» **Exercise description**
Leave the pictures out. Return all other data exactly.
--- START ---
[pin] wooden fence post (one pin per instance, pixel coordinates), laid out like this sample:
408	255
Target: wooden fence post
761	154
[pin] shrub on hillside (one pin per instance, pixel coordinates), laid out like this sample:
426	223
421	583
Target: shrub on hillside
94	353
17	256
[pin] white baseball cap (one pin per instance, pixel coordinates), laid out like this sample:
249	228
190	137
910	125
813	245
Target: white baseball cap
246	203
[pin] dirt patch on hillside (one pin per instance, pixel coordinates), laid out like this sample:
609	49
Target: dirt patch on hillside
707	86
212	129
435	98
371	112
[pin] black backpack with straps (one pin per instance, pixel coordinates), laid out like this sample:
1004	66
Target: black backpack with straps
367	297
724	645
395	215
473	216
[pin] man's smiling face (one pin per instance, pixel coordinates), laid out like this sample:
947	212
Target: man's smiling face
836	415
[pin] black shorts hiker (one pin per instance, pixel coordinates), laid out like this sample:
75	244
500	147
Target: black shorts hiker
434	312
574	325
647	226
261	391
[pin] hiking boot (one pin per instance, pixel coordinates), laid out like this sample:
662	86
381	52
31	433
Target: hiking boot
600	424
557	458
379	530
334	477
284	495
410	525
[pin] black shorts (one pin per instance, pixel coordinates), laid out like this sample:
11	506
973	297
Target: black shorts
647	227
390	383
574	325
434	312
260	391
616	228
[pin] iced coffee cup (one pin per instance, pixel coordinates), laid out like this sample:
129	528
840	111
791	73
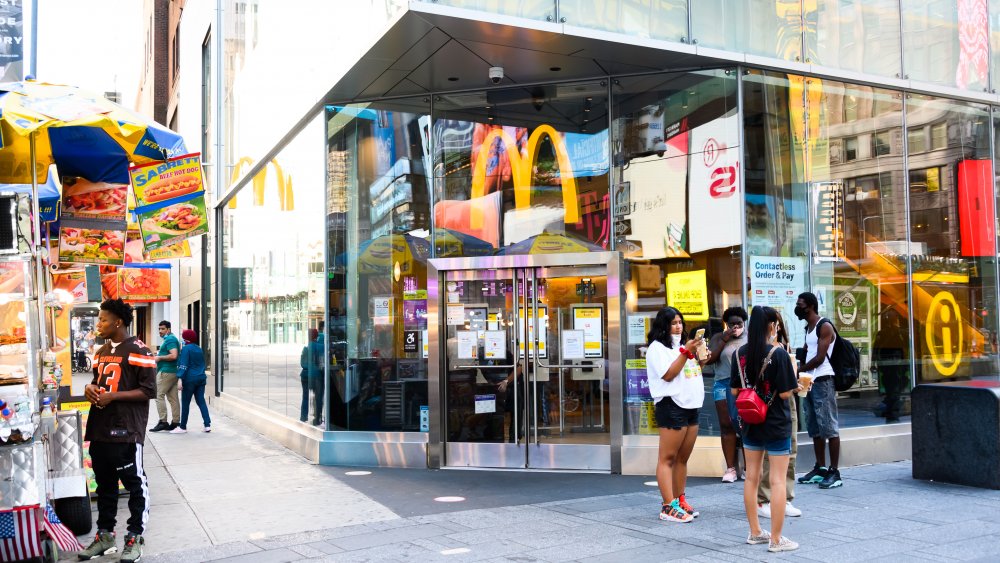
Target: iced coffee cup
805	380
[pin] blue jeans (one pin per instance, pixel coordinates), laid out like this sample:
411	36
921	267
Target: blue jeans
721	392
194	389
304	406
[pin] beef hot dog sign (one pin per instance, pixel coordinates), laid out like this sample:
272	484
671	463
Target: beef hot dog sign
170	201
162	181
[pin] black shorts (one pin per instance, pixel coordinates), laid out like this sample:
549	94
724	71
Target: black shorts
669	415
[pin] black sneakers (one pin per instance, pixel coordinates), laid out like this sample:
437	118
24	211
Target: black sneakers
815	476
832	480
160	426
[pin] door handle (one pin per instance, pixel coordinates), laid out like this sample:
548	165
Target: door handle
558	366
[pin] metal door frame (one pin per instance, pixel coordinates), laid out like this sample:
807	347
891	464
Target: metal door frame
437	350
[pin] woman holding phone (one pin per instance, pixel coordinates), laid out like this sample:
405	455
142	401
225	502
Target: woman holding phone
675	383
766	368
724	346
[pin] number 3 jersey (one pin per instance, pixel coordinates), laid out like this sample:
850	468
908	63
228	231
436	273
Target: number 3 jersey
125	367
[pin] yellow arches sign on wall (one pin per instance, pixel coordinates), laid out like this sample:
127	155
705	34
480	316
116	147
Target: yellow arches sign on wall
286	199
522	168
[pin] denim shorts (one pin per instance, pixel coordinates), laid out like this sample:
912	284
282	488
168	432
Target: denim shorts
721	392
820	407
669	415
774	447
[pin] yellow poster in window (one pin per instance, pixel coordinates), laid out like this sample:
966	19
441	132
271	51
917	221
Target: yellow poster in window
933	179
688	293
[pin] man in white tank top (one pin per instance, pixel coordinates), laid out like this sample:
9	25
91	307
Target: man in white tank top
820	404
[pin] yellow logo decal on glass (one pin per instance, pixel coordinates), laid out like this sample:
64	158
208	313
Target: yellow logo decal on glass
521	170
943	342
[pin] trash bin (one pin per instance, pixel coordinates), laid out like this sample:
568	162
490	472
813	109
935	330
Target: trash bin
956	433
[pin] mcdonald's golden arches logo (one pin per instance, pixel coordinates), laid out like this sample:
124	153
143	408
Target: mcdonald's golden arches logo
286	199
521	170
--- END ---
» **Expected answer**
[pin] wooden fence post (one pin per instance, pixel coordinates), laid out like this sample:
408	255
Target: wooden fence post
761	154
[pin] shrub on hillside (one pin per instance, pixel coordinates), laid out like this sample:
426	223
421	583
Target: shrub on hillside
94	353
17	256
[pin] white baseball cap (one pin per instance, pixel coordinates), laid out like this sample:
249	228
190	137
910	125
813	245
Target: white baseball cap
246	203
[pin] dirt patch on hillside (one pin per instance, pixel coordinates), laid out like this sample:
609	49
Target: dirt patch on hillside
707	86
212	129
435	98
371	112
[pin] black backpack with straps (one pin per instance, pixel coordinates), laid out like this sample:
1004	66
Target: black backpack with straps
367	297
724	645
395	215
473	216
[pin] man's smiling face (one pin per instance, pixel coordinates), laid out like this sample:
947	212
Target: man's smiling face
836	415
[pin] black shorts hiker (one pin per instance, pixel coordinates), laid out like this sample:
75	244
500	147
Target: black shorts hiker
434	312
574	325
647	226
261	391
[pin] hiking boot (one pin per instance, pixel coordinates), laid out like this sample:
662	86
381	52
31	433
Target: hiking boot
600	424
557	458
379	530
334	477
284	495
410	525
[pin] black shorts (one pin per instance, pixel coordinates), laid out like this sample:
11	506
973	297
Target: black shorts
647	227
390	383
574	325
434	312
260	391
616	228
[pin] iced coffee cup (one pin per instance, pixel coordinates), laid out like this sample:
129	528
840	111
791	73
Target: iced coffee cup
805	380
[pin] blue jeans (one pin per instance, pixel coordinates), laid out like this sample:
411	36
921	267
Target: blue jeans
721	392
194	389
304	406
[pin] beef hot dog sign (one pin per instance, pixel coordinates), laid out like this sample:
272	484
671	463
Target: beef hot dog sign
170	201
162	181
[pin] black shorts (one pin per instance, pixel coordinates), laid out like this sample:
549	94
724	71
Target: black shorts
669	415
[pin] black sneakers (one pin per instance, pixel coordinates), laid out like this sample:
437	118
24	211
Target: black sneakers
815	476
832	480
160	426
[pin] door handle (one pin per instance, pixel coordinates), laid out like this sample:
548	165
Target: door handle
558	366
[pin] metal door frame (one pin per instance, pixel coordinates), laid out like this sample:
807	347
891	464
Target: metal door frame
437	350
[pin] woman holding phone (one pin per instance, pixel coordinates), laid out like this sample:
405	455
142	401
225	502
Target: woman holding phone
675	383
766	368
724	346
[pin] number 3 jersey (one pin per instance, pixel coordinates), laid out like this sample:
850	468
908	63
228	231
436	273
Target: number 3 jersey
125	367
[pin] yellow arches sign on wall (one pin per instance, pixel coordinates), laid out like this sample:
127	155
705	34
480	316
116	147
Target: yellow arches sign on wall
286	199
522	168
[pin] denim shorts (one pin per instance, pixel coordinates), laid out like this sample:
912	284
282	488
168	432
Target: denim shorts
721	392
820	407
669	415
774	447
[pin] yellow poster in window (one pin per instance, pixel coordinates), laid out like this sample:
966	19
441	132
271	51
917	221
Target: yellow poster in window
933	179
688	293
[pin] man in white tank top (one pin per instance, pixel coordinates), laid out like this sample:
9	25
91	307
Target: man in white tank top
820	404
[pin] yellow logo decal on glass (one pin per instance, pixel coordinates), laid out like this sample:
64	158
208	313
Target: yellow logo decal on glass
521	170
943	342
[pin] trash bin (one pin per instance, pixel coordinates), laid out like this sample:
568	162
490	472
813	109
935	330
Target: trash bin
956	433
[pin] mcdonald's golden arches logo (one pin per instance, pixel coordinates), laid out like this sample:
124	153
143	408
Target: mcdonald's golden arches logo
286	199
521	170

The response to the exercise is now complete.